ASSIGNED TASK:
Where does the string "white" appear in the listing below? Copy every line where it does.

RAW DATA:
──────

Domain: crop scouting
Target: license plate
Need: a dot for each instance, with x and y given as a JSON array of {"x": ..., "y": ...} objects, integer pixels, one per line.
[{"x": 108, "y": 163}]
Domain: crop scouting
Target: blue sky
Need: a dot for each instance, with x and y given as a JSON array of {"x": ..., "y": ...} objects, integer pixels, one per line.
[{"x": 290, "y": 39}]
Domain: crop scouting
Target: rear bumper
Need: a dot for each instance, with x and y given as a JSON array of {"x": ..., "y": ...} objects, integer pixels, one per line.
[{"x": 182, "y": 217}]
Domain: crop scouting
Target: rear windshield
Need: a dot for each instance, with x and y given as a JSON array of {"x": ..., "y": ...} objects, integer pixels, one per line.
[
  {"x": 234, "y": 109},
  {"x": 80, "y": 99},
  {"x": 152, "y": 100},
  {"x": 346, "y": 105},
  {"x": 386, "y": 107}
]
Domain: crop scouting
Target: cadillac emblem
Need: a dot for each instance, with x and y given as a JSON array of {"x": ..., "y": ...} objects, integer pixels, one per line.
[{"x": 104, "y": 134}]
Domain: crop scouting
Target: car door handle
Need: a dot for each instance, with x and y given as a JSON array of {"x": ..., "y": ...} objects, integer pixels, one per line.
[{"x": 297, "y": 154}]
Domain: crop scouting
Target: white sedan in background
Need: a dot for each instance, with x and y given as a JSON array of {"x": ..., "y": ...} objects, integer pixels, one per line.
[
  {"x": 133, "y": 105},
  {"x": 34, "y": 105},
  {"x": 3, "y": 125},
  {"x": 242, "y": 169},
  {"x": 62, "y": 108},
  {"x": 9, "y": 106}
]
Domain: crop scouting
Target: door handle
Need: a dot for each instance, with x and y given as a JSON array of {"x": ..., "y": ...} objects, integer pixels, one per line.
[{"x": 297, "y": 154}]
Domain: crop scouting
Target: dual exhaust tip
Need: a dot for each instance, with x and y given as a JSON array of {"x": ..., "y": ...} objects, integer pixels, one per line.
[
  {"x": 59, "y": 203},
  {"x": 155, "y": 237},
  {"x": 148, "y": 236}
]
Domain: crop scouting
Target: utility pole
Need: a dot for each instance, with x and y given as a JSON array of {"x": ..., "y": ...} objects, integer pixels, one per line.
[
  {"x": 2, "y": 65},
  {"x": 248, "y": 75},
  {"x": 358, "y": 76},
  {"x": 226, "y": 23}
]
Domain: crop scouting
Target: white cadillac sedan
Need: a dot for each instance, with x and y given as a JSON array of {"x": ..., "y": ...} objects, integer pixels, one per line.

──────

TASK OUTPUT:
Target: white sedan in background
Target: white cadillac sedan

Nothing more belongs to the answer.